§ WHAT IS EXPECTED: Output all of the entries beneath, exactly as written.
(SUPPLIED INFORMATION begins)
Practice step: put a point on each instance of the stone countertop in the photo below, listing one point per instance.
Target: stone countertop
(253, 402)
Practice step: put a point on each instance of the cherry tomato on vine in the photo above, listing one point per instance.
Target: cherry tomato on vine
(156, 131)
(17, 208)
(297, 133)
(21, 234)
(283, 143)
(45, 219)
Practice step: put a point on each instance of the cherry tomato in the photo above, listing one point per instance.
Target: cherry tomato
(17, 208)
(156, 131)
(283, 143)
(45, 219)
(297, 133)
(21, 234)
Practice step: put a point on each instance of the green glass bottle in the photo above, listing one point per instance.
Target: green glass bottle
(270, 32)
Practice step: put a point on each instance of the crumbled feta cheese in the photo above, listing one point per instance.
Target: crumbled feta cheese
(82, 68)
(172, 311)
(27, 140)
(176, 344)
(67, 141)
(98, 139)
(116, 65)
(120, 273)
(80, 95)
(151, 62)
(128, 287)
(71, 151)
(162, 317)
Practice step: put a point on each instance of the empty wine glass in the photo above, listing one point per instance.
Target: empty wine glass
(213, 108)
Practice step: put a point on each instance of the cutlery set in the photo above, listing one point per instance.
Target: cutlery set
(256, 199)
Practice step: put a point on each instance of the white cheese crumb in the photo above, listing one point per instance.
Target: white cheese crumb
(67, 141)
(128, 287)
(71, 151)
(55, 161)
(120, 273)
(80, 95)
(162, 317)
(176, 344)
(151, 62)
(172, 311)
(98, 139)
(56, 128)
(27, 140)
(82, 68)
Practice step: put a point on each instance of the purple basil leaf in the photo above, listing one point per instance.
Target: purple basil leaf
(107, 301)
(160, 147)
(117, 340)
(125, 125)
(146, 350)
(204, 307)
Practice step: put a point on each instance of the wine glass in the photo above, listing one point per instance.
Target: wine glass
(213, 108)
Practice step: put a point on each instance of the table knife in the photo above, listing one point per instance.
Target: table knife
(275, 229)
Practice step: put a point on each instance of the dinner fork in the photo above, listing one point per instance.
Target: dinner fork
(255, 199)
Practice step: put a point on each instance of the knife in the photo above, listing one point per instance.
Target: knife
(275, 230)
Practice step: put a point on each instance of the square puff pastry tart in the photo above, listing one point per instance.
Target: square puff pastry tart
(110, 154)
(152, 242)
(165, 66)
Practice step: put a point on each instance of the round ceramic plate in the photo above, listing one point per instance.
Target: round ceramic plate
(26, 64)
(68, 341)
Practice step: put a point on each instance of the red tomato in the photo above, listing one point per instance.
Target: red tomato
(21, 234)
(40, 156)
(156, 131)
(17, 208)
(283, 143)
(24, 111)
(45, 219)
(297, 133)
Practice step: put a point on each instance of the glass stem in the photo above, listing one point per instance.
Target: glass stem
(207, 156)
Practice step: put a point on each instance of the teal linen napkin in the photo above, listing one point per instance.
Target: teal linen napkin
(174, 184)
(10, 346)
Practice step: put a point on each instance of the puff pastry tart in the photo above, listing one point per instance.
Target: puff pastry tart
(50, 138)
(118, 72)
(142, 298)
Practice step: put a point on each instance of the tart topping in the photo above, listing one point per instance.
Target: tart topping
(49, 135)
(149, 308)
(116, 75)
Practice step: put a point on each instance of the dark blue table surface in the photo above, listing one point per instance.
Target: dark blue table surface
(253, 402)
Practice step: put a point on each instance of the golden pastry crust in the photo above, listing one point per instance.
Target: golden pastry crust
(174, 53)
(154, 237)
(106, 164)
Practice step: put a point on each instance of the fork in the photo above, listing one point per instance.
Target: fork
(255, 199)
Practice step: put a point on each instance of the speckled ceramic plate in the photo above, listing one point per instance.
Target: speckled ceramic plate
(SUPPLIED INFORMATION ends)
§ OUTPUT OF THE TASK:
Practice step: put a point on each instance of the stone countertop in the photo below, listing one point per instance.
Target: stone countertop
(253, 402)
Practice step: put a point on each instance of the cherry tomato on vine in the photo above, listing one point per instance.
Target: cherry tomato on vine
(156, 131)
(17, 208)
(297, 133)
(21, 234)
(283, 143)
(45, 219)
Practice step: put a point on each instance of the cherry tomato in the photo above, listing one point per instance.
Target: cherry tomato
(17, 208)
(156, 131)
(283, 143)
(45, 219)
(297, 133)
(21, 234)
Practice step: put a point on each instance of the green glass bottle in the photo above, listing one point per instance.
Target: green glass bottle
(270, 32)
Practice step: put a point on each instance of the crumbled feta cheese in the photo above, listing one point per instance.
Target: crumbled feta cheese
(82, 68)
(172, 311)
(27, 140)
(176, 344)
(67, 141)
(98, 139)
(116, 65)
(120, 273)
(80, 95)
(151, 62)
(128, 287)
(71, 151)
(162, 317)
Practice step: put a point on each instance of the empty wine glass in the photo above, listing one point per instance.
Target: empty wine glass
(213, 108)
Practice step: put a point on each instance of the cutlery set in the photo above, listing one point per instance.
Target: cutlery set
(256, 199)
Practice step: put a point on each instance of the white cheese crumb in the photo above, listing one point per instance.
Target: white cheese crumb
(67, 141)
(128, 287)
(71, 151)
(55, 161)
(120, 273)
(80, 95)
(162, 317)
(176, 344)
(151, 62)
(172, 311)
(98, 139)
(56, 128)
(27, 140)
(82, 68)
Practice step: put a point on each instance of the purple basil leaf in the photo above, listing one point per instance.
Target: purple basil leaf
(107, 301)
(160, 147)
(117, 340)
(125, 125)
(146, 350)
(204, 307)
Practice step: put a point on each instance of the wine glass in the photo above, listing one point per instance.
Target: wine glass
(213, 108)
Practice step: put a point on each instance of the table knife in the photo above, listing one point per instance.
Target: table knife
(275, 229)
Practice step: put a point on each instance of the dinner fork in the photo above, listing one point per instance.
Target: dinner fork
(255, 199)
Practice step: put a point on each instance of the knife in the photo above, listing one point per instance.
Target: knife
(275, 230)
Practice step: put a point on each instance of the square puff pastry tart in the photo above, listing one point per instance.
Target: square puff pastry tart
(110, 154)
(152, 242)
(165, 66)
Practice step: put a point on each instance of the round ceramic plate in the photo above, listing one point per instance.
Target: round ceramic plate
(26, 64)
(68, 341)
Practice step: put a point on each instance of the red tomato in the photo above, listing one point per instance.
Target: red tomato
(21, 234)
(40, 156)
(156, 131)
(17, 208)
(283, 143)
(24, 111)
(45, 219)
(297, 133)
Practice step: put a point on each instance of the glass stem in the photo above, listing one point per instance.
Target: glass stem
(207, 156)
Practice step: put a point on each instance of the teal linen napkin in the photo above, listing one point per instance.
Target: teal linen napkin
(174, 184)
(10, 346)
Practice step: put a point on each instance of the puff pastry tart in the photo above, listing one point per instance.
Target: puff pastry tart
(50, 138)
(118, 72)
(142, 298)
Practice step: put a point on each instance of the tart topping in the photo above, listing one point per instance.
Target: tart topping
(49, 135)
(149, 308)
(116, 75)
Practice step: put a point on each instance of the dark blue table surface in the photo above, listing one point per instance.
Target: dark blue table surface
(253, 402)
Practice step: put a point on each instance of the golden pastry crust in the photo above, listing one point per instance.
Target: golden pastry crust
(174, 53)
(154, 237)
(106, 164)
Practice step: put a point on each instance of the fork in the photo above, listing one point per instance.
Target: fork
(255, 199)
Practice step: put a point on each instance of the speckled ceramic plate in the photo above, listing one point per instance.
Target: speckled ceramic plate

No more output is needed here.